═════ Passage to read ═════

Actual: Two 3Ware 7506-4LP cards.
Why: I needed PATA cards to go with my PATA drives, and also wanted to
put the two PCI-X slots on my motherboard to use. I found exactly two
PATA PCI-X controller cards: The 3Ware, and the Acard AEC-6897. Given
that the Acard's Linux driver compatibility looked really, really
iffy, I went with the 3Ware. I briefly considered the 7506-8 model,
which would've saved me about $120, but figured I'd be better off
distributing the bandwidth over two PCI-X slots rather than one.


SOFTWARE
Initial: Linux software RAID 5 and XFS or JFS.
Actual: Linux software RAID 5 and JFS.
Why: Initially I planned on software RAID knowing that the Highpoint
(and the equivalent Promise and Adaptec cards) didn't do true hardware
RAID. Even after switching over to 3Ware (which *does* do true
hardware RAID), everything I saw and read convinced me that software
RAID was still the way to go for performance, long-term compatibility,
and even 400GB extra space (given I'd be building one large RAID 5
array instead of two smaller ones).

I saw *lots* of conflicting benchmarks on whether XFS or JFS was the
way to go. Ultimately
<URL:http://pcbunn.cacr.caltech.edu/gae/3ware_raid_tests.htm> pushed
me toward JFS, but I suspect I could have gone XFS with no difficulty
whatsoever.

═════

Task a - Convert the rows, starting at the one containing "For every instance of the beach" and ending at the final row, into a Markdown table with the columns Number and Entry, omitting blank lines.

═════ Input data ═════

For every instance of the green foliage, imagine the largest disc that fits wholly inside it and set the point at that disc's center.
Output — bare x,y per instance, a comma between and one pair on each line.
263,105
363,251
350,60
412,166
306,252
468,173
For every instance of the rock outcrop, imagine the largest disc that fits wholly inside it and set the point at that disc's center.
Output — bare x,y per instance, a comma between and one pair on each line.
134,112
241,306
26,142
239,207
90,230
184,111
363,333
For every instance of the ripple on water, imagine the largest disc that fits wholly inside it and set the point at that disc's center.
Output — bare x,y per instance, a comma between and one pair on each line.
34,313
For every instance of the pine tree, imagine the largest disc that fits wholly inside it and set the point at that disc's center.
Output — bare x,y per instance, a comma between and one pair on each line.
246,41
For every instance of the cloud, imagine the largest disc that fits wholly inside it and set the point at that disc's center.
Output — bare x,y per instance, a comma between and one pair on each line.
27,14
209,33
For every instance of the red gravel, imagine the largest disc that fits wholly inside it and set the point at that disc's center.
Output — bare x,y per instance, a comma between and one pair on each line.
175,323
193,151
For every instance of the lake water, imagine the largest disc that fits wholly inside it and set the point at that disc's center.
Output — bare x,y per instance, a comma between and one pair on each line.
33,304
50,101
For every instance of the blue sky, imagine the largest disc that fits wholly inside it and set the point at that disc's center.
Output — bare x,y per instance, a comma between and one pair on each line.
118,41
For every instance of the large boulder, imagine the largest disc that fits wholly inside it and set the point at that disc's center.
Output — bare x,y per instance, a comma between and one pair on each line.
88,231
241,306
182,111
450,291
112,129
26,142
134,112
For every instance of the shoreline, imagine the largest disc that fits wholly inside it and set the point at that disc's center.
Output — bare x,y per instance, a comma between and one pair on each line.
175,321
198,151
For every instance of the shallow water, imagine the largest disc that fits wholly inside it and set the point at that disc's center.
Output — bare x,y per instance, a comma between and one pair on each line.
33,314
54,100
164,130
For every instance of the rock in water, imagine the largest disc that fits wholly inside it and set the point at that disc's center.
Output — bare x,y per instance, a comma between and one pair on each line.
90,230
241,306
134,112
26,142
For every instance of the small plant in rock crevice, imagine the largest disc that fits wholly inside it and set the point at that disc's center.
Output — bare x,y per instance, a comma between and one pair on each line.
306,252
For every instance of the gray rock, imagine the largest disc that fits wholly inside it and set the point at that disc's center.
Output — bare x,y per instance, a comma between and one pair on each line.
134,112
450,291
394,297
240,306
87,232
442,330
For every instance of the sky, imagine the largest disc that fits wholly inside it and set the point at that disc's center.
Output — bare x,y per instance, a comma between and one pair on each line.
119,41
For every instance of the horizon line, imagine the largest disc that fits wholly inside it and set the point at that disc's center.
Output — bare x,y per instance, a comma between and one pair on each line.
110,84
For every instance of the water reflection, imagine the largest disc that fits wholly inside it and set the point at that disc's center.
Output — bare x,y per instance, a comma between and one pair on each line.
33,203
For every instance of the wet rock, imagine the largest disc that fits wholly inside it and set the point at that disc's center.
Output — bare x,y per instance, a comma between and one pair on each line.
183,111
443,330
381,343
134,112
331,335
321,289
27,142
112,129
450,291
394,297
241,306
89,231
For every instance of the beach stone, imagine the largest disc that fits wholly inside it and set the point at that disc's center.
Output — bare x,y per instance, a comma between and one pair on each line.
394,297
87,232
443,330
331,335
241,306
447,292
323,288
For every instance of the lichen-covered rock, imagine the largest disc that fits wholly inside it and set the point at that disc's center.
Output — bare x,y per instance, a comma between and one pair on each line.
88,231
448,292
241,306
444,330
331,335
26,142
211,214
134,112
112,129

═════

Task b - In the RAID build notes, which two PATA PCI-X controller cards were found?

Exercise answer a -
| Number | Entry |
|---|---|
| 1 | For every instance of the beach stone, imagine the largest disc that fits wholly inside it and set the point at that disc's center. |
| 2 | Output — bare x,y per instance, a comma between and one pair on each line. |
| 3 | 394,297 |
| 4 | 87,232 |
| 5 | 443,330 |
| 6 | 331,335 |
| 7 | 241,306 |
| 8 | 447,292 |
| 9 | 323,288 |
| 10 | For every instance of the lichen-covered rock, imagine the largest disc that fits wholly inside it and set the point at that disc's center. |
| 11 | Output — bare x,y per instance, a comma between and one pair on each line. |
| 12 | 88,231 |
| 13 | 448,292 |
| 14 | 241,306 |
| 15 | 444,330 |
| 16 | 331,335 |
| 17 | 26,142 |
| 18 | 211,214 |
| 19 | 134,112 |
| 20 | 112,129 |

Exercise answer b - The 3Ware and the Acard AEC-6897.